Records from a data collection:
· · · · ·

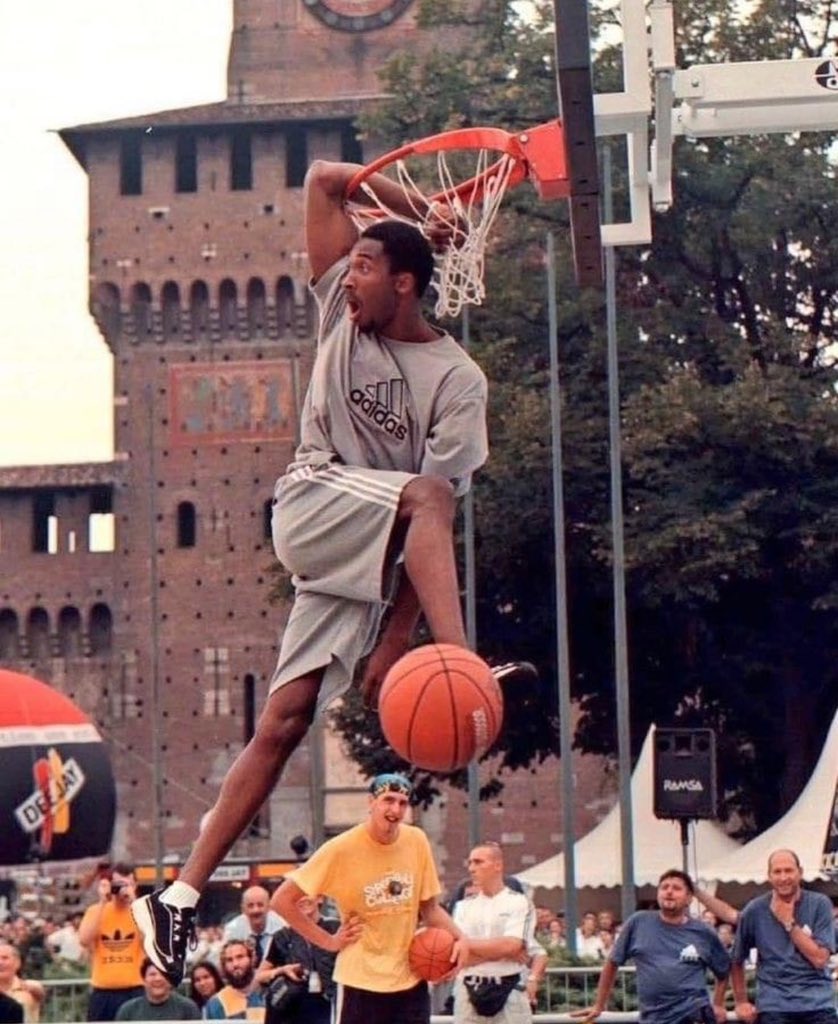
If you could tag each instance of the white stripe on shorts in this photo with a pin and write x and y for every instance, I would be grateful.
(366, 487)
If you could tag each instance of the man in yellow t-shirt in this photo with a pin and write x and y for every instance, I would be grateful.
(382, 878)
(109, 934)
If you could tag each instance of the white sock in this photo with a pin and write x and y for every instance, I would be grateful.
(181, 895)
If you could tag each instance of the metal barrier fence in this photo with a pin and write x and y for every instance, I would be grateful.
(564, 989)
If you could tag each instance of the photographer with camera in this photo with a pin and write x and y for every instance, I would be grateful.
(297, 975)
(114, 944)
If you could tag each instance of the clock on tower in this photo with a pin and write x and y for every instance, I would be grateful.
(357, 15)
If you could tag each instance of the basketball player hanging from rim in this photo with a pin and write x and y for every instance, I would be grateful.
(392, 427)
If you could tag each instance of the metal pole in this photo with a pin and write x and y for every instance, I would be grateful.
(470, 626)
(628, 900)
(562, 648)
(154, 586)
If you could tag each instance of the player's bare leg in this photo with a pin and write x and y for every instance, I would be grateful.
(427, 507)
(166, 919)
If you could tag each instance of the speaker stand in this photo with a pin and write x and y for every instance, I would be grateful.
(684, 823)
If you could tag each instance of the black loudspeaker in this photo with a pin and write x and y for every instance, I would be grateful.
(684, 773)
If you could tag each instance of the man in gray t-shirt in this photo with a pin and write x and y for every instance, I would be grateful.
(793, 934)
(392, 427)
(672, 953)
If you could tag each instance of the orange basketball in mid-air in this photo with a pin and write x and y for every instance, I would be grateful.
(441, 707)
(429, 953)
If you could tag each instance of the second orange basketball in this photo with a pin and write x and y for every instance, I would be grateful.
(441, 707)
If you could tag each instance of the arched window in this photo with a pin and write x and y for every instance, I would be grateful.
(285, 307)
(107, 310)
(141, 311)
(170, 301)
(185, 524)
(255, 306)
(100, 629)
(70, 632)
(227, 312)
(199, 309)
(9, 636)
(309, 322)
(267, 520)
(38, 635)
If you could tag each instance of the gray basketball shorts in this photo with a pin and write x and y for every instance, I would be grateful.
(331, 527)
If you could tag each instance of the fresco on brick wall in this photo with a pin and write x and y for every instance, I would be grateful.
(234, 401)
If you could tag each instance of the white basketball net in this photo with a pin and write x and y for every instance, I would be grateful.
(459, 269)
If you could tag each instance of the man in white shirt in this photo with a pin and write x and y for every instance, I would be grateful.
(498, 924)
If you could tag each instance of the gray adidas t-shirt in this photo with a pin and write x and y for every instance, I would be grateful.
(671, 962)
(383, 403)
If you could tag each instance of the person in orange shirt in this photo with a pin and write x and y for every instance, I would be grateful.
(114, 944)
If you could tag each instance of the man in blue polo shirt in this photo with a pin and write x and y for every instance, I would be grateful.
(672, 953)
(792, 931)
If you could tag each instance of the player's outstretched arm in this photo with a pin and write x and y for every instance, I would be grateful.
(330, 232)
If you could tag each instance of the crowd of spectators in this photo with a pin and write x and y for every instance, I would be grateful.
(39, 945)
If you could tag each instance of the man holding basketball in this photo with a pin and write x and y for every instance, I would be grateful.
(392, 427)
(382, 878)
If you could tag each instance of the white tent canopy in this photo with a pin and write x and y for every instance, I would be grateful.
(657, 843)
(804, 827)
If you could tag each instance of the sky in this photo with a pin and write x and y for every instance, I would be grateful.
(65, 64)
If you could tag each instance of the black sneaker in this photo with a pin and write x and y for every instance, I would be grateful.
(166, 933)
(515, 673)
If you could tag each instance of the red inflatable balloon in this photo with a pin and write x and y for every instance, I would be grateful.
(57, 798)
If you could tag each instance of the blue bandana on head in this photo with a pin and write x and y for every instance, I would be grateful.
(390, 782)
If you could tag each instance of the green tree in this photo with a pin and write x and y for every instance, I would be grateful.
(727, 378)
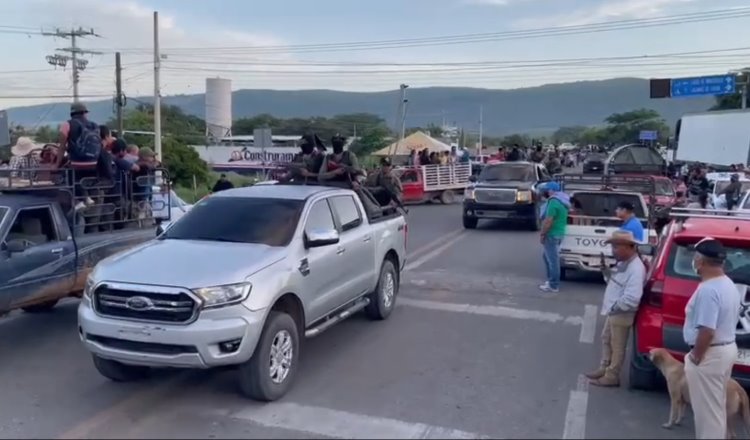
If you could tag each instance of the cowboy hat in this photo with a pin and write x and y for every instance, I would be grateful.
(622, 237)
(23, 147)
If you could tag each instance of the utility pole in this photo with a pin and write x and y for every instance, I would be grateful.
(120, 98)
(78, 64)
(157, 90)
(481, 121)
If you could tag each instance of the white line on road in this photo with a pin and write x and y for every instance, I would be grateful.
(434, 252)
(588, 328)
(489, 310)
(575, 417)
(434, 243)
(340, 424)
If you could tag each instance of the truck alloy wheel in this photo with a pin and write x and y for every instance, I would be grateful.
(270, 372)
(383, 299)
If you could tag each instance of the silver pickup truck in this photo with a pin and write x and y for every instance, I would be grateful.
(240, 280)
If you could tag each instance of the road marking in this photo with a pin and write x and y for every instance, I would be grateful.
(575, 417)
(489, 310)
(588, 328)
(340, 424)
(446, 243)
(424, 249)
(108, 416)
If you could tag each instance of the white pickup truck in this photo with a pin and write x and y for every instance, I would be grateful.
(592, 220)
(240, 280)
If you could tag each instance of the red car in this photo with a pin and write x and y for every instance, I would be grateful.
(671, 282)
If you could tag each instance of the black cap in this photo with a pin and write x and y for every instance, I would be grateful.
(711, 248)
(626, 206)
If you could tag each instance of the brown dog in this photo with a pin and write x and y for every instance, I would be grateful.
(673, 370)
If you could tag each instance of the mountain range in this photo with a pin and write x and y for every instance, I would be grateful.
(528, 110)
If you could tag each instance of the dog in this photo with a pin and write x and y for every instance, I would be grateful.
(673, 370)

· · · · ·

EXERCISE DIRECTIONS:
Give an exact copy of the material, leaving out every picture.

RESULT OF THE TASK:
If you could tag each instance of the white stripe on shorts in this photo with a pin and write x and y for every instance, I would be grateful.
(366, 487)
If you could tag each instance of the man in yellow t-shirt in this photo with a pin and write x and y for every instance, I would be grateful.
(382, 878)
(109, 934)
If you could tag each instance of the white sock in this photo with a pin and write x and y for every instance, I would be grateful.
(181, 895)
If you could tag each instance of the metal barrier fence in this photo with a pin and write x and y for every instance, I would be grateful.
(564, 989)
If you could tag each instance of the photographer with camera in this photo with a pin and write x and y for every instance, I would be grateful.
(297, 975)
(114, 944)
If you could tag each instance of the clock on tower in this photo with a pin and write x and y for every instance, I would be grateful.
(357, 15)
If you could tag each instance of the basketball player hanging from rim in this photo with a pin and write x and y for every instance, I would be grateful.
(392, 427)
If you could tag each instance of the metal pole in this photo with a pin and write x and y for every instance, I would be grateful.
(470, 626)
(628, 900)
(562, 648)
(154, 586)
If you could tag each instance of the player's bare leg in this photo with a pin and write x and y for every instance, I would be grateful.
(427, 507)
(166, 919)
If you could tag each instance of the speaker stand in this photo with a pin and write x and y for every instance, I would be grateful.
(684, 823)
If you could tag each instance of the black loudspeaker in this photo with a pin and write x and y for every instance, I would be grateful.
(684, 773)
If you could tag each instance of the man in gray t-shirt in this photo with a pin and write x and y for every instance, I would be grateful.
(793, 934)
(392, 427)
(672, 953)
If you could tag each instance of the orange basketball in mid-air in this photo with a pin and write x and y for every instance, I would be grateful.
(441, 707)
(429, 953)
If you could tag each instance of the second orange basketball in this photo with a pin and write x and y for every instance, I would be grateful.
(441, 707)
If you could tag each instance of the arched window in this photo with a pin and write x and y for every instance, I would be grateful.
(285, 307)
(107, 310)
(141, 311)
(170, 301)
(185, 524)
(255, 306)
(100, 629)
(70, 632)
(227, 312)
(199, 309)
(9, 636)
(309, 322)
(267, 520)
(38, 635)
If you could tag each instance of the gray basketball shorts in this photo with a pin and write x and y for every instance, I would be grateful.
(331, 527)
If you could tag each instance of the fresco on brick wall in this photo with a pin and write x and y for every instance, I would be grateful.
(234, 401)
If you could tag each instance of the white basketball net in this photo with a pin and write x and y for every instance, I would be grateful.
(459, 269)
If you could tag each instance of the man in white shirt in this photo with a pin and write x and y for every instance, I would be grateful.
(498, 924)
If you could tag each instance of the gray adidas t-shirt in this photo with a pin and write x and y for every instance, I would be grateful.
(671, 962)
(383, 403)
If you could tag each instance of the person in orange shirt in this photo with a pin and write x and y for every instance, I would be grateful.
(114, 944)
If you could tag each instance of the man in blue polo shirt in this photo with a pin and write x and y for every instance, I would be grateful.
(672, 953)
(792, 931)
If you could tag each instance of the player's outstretched arm in this photo with a pin and write x and y for every instance, I would be grateful.
(330, 232)
If you could tag each instance of the crowd of spectators in this photo with a pin and write x and y for every instance, I would be grateful.
(39, 945)
If you could tag each instance of the man holding basketball in this photo with a pin and write x and y for every instance, I would be grateful.
(392, 427)
(382, 878)
If you could tag each instance of the white tent canopy in this photo with a pin and write x and y for every instance, I would be grateful.
(657, 843)
(804, 827)
If you could tag each instance of the sky in this photo with a pin and write x and y for every instance, I would be grateful.
(65, 64)
If you could tag each instance of the black sneaker in this photo with a pin and write x and y for every instance, I would be grateful.
(166, 933)
(515, 673)
If you could tag each instance of the red inflatable balloon in this photo with a pin and write x and y for every instance, I would be grateful.
(57, 798)
If you could tag each instance of the blue bandana on head in this photo with a pin and write x and y for every instance, I would be grateful.
(390, 782)
If you could tag each instance of the green tree in this photo with a pin and write x and y for every instance, I would be grateful.
(727, 378)
If you could tag each instance of the cowboy hat in this photo with a pin and write x and y for every instance, I would be grateful.
(622, 237)
(23, 147)
If you could tag each instance of the utility pole in this photo with a pin and write x and y for every instance, I would be grateful.
(120, 98)
(78, 64)
(157, 90)
(481, 121)
If you could tag each instance of the white line on road in this photo with a pin and write x and y for every instance, I would be grateful.
(434, 252)
(588, 328)
(489, 310)
(575, 417)
(434, 243)
(340, 424)
If you could tag each instance of the truck alloy wheel in this photo with a pin and write x and y for every instance, I would be grateful.
(270, 372)
(383, 299)
If you could tag each instance of the silver pickup truck in this photo with a pin and write x and y for every instance, I would be grateful.
(240, 280)
If you could tag each instance of the road marking in this photo with a pin and write x and y for every instance, I would be grateful.
(575, 417)
(489, 310)
(588, 328)
(340, 424)
(446, 243)
(424, 249)
(108, 416)
If you could tag each instance of the white pickup truck in this photo with a pin and write x and y for every instance, I would be grateful.
(592, 220)
(240, 280)
If you could tag each instance of the red car in this photo with a pin and write x and y for every instance, I would be grateful.
(671, 282)
If you could tag each instance of the black cap in this photo with a pin and write x and y for every instance, I would be grateful.
(711, 248)
(626, 206)
If you could tag each instance of the brown dog in this photo with a pin and write x and y for every instance, I would be grateful.
(673, 370)
If you could tag each instance of the mountain range in this photo with a pin and write x and y for every instance, I would be grateful.
(528, 110)
If you could tag each instance of the dog in this photo with a pin and write x and y for every instance, I would be grateful.
(673, 370)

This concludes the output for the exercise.